- [Work to do]:
Count the lines in the entries below that contain the string "wrist". Reply with that number only.

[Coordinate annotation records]
☆ ☆ ☆ ☆
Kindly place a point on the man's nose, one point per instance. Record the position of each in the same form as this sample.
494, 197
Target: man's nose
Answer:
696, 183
☆ ☆ ☆ ☆
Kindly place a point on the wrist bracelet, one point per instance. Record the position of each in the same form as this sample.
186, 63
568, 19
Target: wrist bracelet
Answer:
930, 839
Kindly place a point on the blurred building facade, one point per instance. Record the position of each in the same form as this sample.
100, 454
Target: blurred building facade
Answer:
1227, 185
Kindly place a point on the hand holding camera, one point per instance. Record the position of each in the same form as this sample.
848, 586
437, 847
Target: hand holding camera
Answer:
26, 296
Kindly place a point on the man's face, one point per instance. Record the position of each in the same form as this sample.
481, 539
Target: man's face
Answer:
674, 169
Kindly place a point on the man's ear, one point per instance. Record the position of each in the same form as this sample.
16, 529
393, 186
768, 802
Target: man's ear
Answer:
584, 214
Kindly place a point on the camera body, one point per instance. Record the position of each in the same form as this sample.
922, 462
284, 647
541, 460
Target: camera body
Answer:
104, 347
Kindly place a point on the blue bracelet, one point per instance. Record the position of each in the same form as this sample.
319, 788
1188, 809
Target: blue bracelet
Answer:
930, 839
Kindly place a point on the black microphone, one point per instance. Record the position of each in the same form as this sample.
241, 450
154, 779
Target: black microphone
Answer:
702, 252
☆ ☆ ☆ ☆
- [Output of the exercise]:
2